What you need to do:
Reproduce the listing below in its entirety. Change nothing.

[A run of records]
• • • •

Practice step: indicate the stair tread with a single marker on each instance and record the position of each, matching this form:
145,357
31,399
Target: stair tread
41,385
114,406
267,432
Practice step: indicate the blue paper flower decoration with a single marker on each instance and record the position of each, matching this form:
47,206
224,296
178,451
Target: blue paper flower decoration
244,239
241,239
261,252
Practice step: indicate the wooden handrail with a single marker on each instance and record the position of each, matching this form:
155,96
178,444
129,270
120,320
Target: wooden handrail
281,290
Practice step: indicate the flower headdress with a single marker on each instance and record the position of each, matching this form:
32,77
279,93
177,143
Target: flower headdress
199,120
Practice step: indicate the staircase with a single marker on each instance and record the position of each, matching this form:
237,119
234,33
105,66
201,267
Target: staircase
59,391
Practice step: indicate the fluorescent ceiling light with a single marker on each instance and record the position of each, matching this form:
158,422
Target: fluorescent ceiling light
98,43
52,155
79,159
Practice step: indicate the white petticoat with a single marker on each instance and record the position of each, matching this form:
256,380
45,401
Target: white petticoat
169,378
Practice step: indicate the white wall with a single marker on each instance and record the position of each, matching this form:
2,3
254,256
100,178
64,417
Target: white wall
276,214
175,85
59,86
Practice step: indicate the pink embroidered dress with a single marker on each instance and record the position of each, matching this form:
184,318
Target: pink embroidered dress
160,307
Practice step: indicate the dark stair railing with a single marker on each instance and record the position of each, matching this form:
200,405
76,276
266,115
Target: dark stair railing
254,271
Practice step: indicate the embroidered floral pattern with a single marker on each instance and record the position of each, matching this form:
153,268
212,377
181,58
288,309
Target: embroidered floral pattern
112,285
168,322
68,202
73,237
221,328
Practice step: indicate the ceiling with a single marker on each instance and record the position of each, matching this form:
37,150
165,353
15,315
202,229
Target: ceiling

• • • •

Output for this task:
Practice step: indicate the stair tread with a single marker on each instance and record the position of each, matching this form:
145,357
31,399
Target: stair tread
41,385
114,406
267,432
Practice step: indicate the blue paper flower decoration with a single marker on each instance and record the position of each, matching this form:
47,206
224,296
178,451
Target: blue paper flower decoration
244,239
241,239
261,252
Practice step: indicate the wooden handrail with a single marker on each instance and record the position of each, matching this form:
155,96
178,444
129,270
120,320
Target: wooden handrail
281,290
Practice step: indicate the flower headdress with a single marker on each instance and record the position of each, matching this form:
32,77
279,93
177,143
Target: flower headdress
199,120
Practice step: indicate the staircase with a single marker on each instance and record the position of each, matching this form:
237,119
234,33
105,66
201,267
Target: staircase
59,391
Practice step: indicate the fluorescent ceiling light with a single marker on each instance and record the position of each, matching this form:
158,422
Target: fluorescent ceiling light
98,43
52,155
79,159
Practice step: indicate the white petticoat with a single marker on each instance and record the position of each, matching this form:
256,380
45,401
Target: white petticoat
169,378
Practice step: indicate the white wall with a single marker on each instance and record the position of each, matching this form:
2,3
254,256
100,178
64,417
Target: white wall
276,214
175,85
59,86
Practice step: indicate the pink embroidered dress with a single marker on each instance and record the position of each, matching this form:
184,318
Target: pink embroidered dress
160,307
Practice step: indicate the dark stair railing with a single marker on each instance and record the position of each, matching this form:
200,405
76,276
266,115
Target: dark stair railing
254,271
Practice step: indicate the embroidered floral pattern with a single marker on each instance and record the position of each, matching this form:
153,268
212,377
181,58
288,309
Target: embroidered floral pattern
112,285
168,322
68,202
73,237
221,328
Practice step: indicate the ceiling with a single marker on each instance and record the position of each, matching this form:
37,150
165,353
15,315
202,229
Target: ceiling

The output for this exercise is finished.